▶ [Task directions] Duplicate the whole report on Celtic's cup defeat and Didier Agathe's return, word for word.
### Given passage ###
CELTIC manager Martin O'Neill believes the return of winger Didier Agathe was partial compensation for the pain of Tuesday night's Old Firm defeat.

Agathe was outstanding in his side's 2-1 extra time defeat by Rangers in the semi-final of the CIS Insurance Cup.

It was his first game since suffering a leg injury against Hearts on November 17 when Andy Webster conceded a penalty with a reckless challenge.

At Hampden Park, the former Hibernian man carried on where he had left off, getting the better of Arthur Numan on the right wing.

O'Neill said: "Didier Agathe epitomised what this football club has been about.

"He played an hour the day before the game and said on the morning he was feeling fine. I said "give us a half" and he proceeded to play the whole game.

"Obviously he was just out on his feet most of the extra time. But he was willing to stay on the pitch and never ever complained. I thought he was magnificent.

"Chris Sutton coming on was another big plus so there were two big pluses but there were more than just two. We were great."

The result meant Celtic's dreams of back-to-back trebles were shattered and although they look certain to retain the title at least Rangers can boast that they are now the only club in Scotland that can do the treble this season.

Of course, the CIS Insurance Cup is the least prestigious of Scotland's three major trophies but O'Neill insisted the pain of defeat had still been intensely felt in the dressing room.
### Recorded information ###
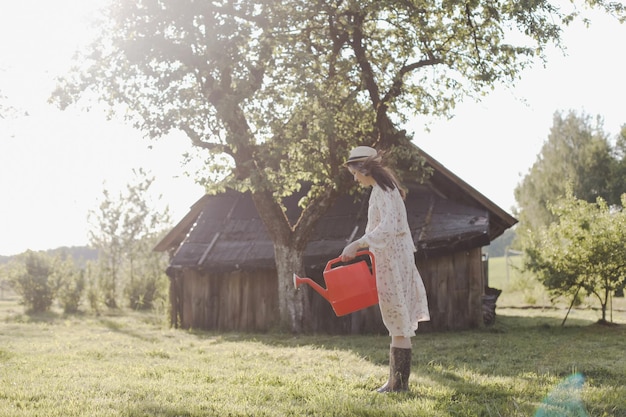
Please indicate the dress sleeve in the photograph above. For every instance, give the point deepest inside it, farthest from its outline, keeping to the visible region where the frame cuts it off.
(381, 211)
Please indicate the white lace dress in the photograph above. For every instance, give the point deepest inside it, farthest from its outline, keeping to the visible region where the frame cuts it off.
(401, 293)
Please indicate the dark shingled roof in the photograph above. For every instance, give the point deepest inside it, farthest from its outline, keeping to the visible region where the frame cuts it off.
(224, 232)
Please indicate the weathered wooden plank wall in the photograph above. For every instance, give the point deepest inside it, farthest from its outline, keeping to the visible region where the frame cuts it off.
(454, 284)
(246, 300)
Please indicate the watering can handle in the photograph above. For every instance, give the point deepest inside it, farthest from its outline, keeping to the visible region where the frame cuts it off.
(337, 260)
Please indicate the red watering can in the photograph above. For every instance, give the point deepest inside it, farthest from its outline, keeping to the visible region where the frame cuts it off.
(349, 287)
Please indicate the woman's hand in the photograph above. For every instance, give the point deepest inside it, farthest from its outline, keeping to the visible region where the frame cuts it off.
(349, 252)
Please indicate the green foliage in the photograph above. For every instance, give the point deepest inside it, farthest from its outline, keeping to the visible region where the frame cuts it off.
(71, 284)
(124, 230)
(583, 249)
(277, 92)
(33, 279)
(577, 154)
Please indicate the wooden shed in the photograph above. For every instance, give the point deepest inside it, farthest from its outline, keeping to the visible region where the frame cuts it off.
(223, 275)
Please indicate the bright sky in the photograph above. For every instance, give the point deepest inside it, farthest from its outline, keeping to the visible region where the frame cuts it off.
(54, 165)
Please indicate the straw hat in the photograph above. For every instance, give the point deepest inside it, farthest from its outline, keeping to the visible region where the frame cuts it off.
(361, 153)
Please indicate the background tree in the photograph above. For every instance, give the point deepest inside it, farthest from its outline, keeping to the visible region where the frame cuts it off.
(32, 277)
(577, 154)
(618, 175)
(70, 281)
(582, 249)
(124, 230)
(281, 90)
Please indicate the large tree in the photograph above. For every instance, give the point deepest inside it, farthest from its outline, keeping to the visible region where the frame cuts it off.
(277, 92)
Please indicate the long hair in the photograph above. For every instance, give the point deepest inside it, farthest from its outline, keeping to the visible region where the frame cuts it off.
(383, 175)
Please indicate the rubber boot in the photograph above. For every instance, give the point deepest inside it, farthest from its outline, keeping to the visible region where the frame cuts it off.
(399, 370)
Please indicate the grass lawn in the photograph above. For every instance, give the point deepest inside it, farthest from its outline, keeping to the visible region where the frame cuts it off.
(133, 364)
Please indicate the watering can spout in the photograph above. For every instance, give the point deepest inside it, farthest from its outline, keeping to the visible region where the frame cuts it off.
(349, 288)
(297, 281)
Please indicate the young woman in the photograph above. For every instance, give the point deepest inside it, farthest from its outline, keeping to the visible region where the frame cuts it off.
(401, 293)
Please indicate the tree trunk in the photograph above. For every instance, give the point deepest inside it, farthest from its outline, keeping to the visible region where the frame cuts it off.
(290, 301)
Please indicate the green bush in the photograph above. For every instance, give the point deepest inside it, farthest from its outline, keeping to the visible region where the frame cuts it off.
(71, 290)
(33, 280)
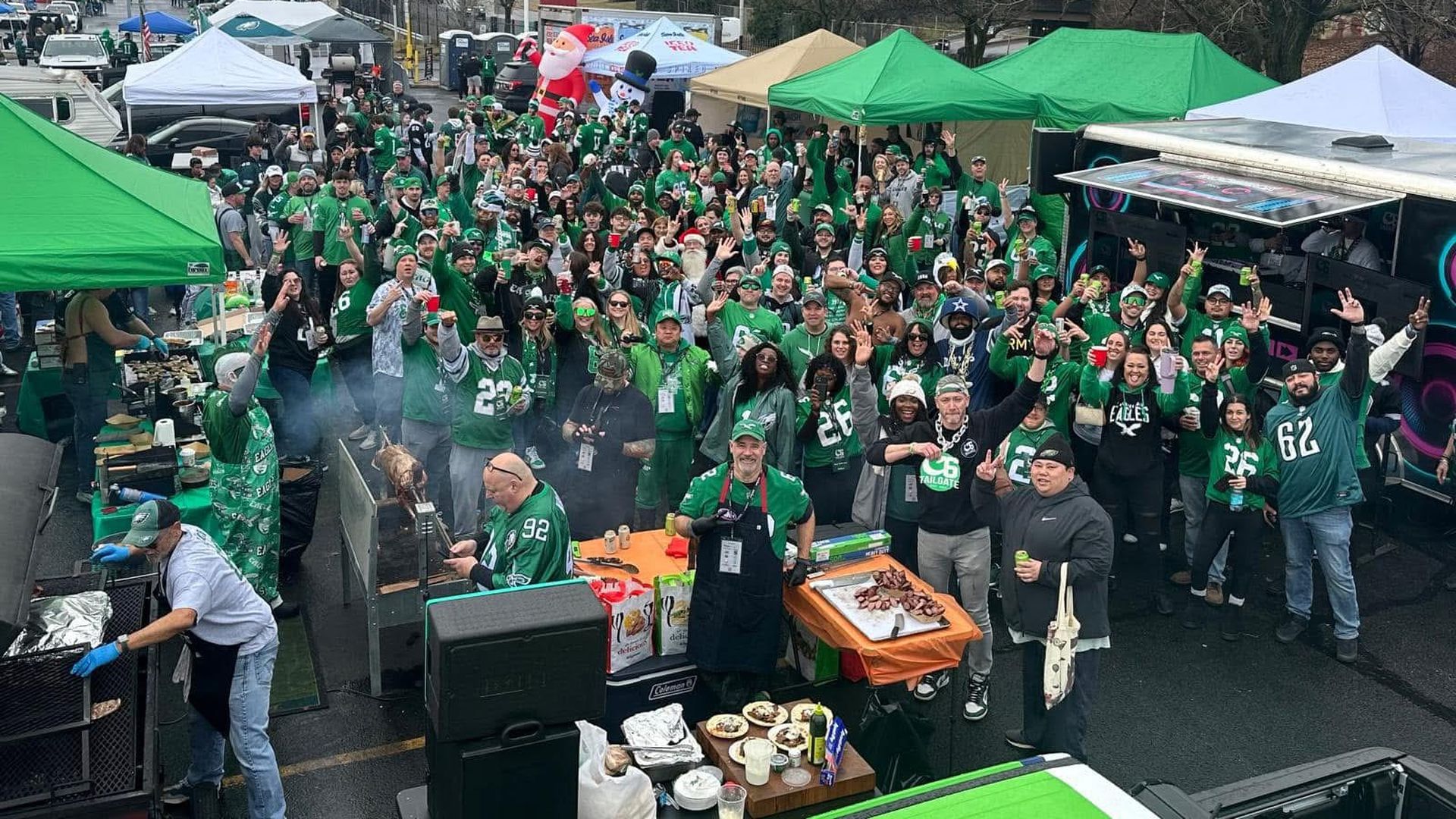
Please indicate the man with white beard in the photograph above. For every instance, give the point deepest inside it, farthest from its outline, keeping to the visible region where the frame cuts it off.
(560, 69)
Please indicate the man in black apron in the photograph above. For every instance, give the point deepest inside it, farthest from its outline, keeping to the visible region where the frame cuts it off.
(740, 513)
(226, 672)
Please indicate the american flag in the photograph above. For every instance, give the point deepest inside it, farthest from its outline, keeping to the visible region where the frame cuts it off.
(146, 37)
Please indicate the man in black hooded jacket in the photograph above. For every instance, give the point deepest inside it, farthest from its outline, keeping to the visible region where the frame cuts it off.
(1057, 523)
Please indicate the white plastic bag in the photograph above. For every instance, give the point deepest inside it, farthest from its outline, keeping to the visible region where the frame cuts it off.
(601, 796)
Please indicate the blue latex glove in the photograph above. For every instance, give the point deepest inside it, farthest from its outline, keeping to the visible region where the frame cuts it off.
(111, 553)
(95, 659)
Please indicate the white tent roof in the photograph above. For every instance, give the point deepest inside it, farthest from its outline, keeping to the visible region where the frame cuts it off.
(277, 12)
(190, 76)
(679, 55)
(1373, 93)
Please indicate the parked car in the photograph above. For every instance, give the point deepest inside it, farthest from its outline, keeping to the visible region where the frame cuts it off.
(514, 85)
(228, 136)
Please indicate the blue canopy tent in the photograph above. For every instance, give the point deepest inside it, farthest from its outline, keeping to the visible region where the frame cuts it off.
(159, 22)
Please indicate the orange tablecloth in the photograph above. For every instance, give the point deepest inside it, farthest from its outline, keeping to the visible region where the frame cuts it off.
(889, 661)
(647, 553)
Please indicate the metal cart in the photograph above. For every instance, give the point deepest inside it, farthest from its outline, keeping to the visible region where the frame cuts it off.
(394, 588)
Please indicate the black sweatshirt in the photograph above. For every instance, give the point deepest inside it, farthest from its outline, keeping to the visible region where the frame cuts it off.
(951, 512)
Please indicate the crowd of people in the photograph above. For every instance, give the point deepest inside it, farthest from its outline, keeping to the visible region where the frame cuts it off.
(604, 324)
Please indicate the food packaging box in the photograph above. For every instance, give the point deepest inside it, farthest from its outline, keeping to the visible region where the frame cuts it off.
(849, 547)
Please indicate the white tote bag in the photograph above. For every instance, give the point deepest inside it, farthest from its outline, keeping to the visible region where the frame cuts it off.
(1062, 645)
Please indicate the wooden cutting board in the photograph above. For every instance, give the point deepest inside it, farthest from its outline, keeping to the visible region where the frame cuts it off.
(855, 776)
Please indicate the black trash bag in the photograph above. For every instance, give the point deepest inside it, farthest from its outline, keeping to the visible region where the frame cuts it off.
(297, 506)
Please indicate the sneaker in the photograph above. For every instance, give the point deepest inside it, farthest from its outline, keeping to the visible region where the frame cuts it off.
(1215, 594)
(1231, 624)
(1015, 739)
(1194, 613)
(977, 697)
(533, 458)
(1292, 627)
(930, 686)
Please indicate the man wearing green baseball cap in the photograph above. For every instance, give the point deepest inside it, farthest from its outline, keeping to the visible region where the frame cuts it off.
(232, 646)
(740, 513)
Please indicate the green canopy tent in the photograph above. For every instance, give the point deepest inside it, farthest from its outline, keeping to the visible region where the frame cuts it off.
(900, 79)
(1085, 76)
(1082, 76)
(101, 219)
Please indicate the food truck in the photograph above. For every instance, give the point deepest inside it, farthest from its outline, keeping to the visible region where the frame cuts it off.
(1258, 194)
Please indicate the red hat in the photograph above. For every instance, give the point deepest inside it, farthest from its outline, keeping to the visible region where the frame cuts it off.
(582, 33)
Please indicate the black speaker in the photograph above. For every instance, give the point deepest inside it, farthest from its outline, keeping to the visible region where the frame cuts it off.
(536, 653)
(1052, 153)
(529, 770)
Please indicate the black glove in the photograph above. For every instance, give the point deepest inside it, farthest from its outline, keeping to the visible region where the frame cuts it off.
(800, 573)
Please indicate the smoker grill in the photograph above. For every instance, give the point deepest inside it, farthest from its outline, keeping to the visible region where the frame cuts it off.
(55, 760)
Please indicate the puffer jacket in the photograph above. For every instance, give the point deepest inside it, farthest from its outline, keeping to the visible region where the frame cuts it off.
(1068, 528)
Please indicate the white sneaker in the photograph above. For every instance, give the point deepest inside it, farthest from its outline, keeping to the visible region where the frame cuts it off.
(977, 698)
(930, 686)
(533, 458)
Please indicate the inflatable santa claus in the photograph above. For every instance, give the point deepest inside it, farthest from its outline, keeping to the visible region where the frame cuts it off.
(560, 69)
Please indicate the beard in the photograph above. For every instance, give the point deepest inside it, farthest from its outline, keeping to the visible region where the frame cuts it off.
(557, 63)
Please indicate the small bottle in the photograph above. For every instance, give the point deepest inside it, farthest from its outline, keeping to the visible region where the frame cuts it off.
(819, 727)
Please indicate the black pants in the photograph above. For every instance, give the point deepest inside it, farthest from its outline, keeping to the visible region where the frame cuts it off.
(1065, 727)
(833, 493)
(905, 542)
(1138, 499)
(1247, 528)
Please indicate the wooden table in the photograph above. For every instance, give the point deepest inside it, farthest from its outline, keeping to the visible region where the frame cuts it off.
(855, 776)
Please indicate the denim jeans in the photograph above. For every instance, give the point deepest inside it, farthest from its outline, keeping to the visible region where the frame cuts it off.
(1327, 532)
(300, 433)
(248, 732)
(1194, 490)
(9, 322)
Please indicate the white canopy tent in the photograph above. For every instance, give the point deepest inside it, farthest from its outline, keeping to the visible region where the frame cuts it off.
(277, 12)
(1373, 93)
(679, 55)
(190, 76)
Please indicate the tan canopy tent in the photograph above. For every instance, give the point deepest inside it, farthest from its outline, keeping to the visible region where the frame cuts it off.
(720, 93)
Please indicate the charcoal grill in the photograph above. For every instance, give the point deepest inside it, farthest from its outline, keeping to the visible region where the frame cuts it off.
(57, 761)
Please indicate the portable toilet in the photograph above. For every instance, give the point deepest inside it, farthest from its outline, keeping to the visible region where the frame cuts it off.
(453, 46)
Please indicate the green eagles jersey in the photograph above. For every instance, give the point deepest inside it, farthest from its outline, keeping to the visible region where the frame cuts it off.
(481, 401)
(427, 394)
(1316, 447)
(762, 322)
(350, 311)
(529, 545)
(786, 499)
(328, 213)
(1019, 447)
(1234, 455)
(835, 441)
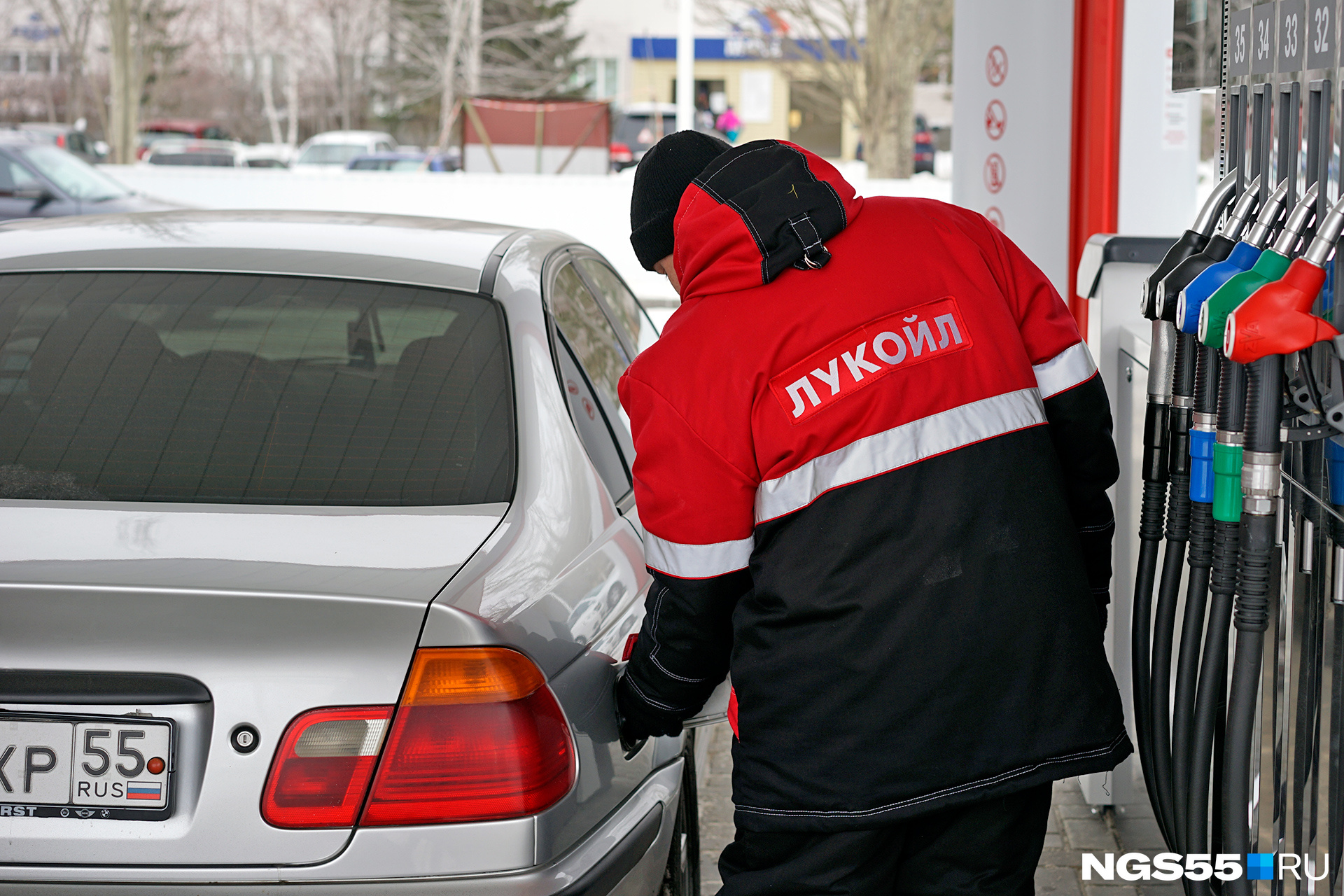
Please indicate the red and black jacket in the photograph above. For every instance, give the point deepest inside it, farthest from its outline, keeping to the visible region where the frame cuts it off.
###
▶ [Result for this exercise]
CELTIC manager Martin O'Neill believes the return of winger Didier Agathe was partial compensation for the pain of Tuesday night's Old Firm defeat.

Agathe was outstanding in his side's 2-1 extra time defeat by Rangers in the semi-final of the CIS Insurance Cup.

It was his first game since suffering a leg injury against Hearts on November 17 when Andy Webster conceded a penalty with a reckless challenge.

At Hampden Park, the former Hibernian man carried on where he had left off, getting the better of Arthur Numan on the right wing.

O'Neill said: "Didier Agathe epitomised what this football club has been about.

"He played an hour the day before the game and said on the morning he was feeling fine. I said "give us a half" and he proceeded to play the whole game.

"Obviously he was just out on his feet most of the extra time. But he was willing to stay on the pitch and never ever complained. I thought he was magnificent.

"Chris Sutton coming on was another big plus so there were two big pluses but there were more than just two. We were great."

The result meant Celtic's dreams of back-to-back trebles were shattered and although they look certain to retain the title at least Rangers can boast that they are now the only club in Scotland that can do the treble this season.

Of course, the CIS Insurance Cup is the least prestigious of Scotland's three major trophies but O'Neill insisted the pain of defeat had still been intensely felt in the dressing room.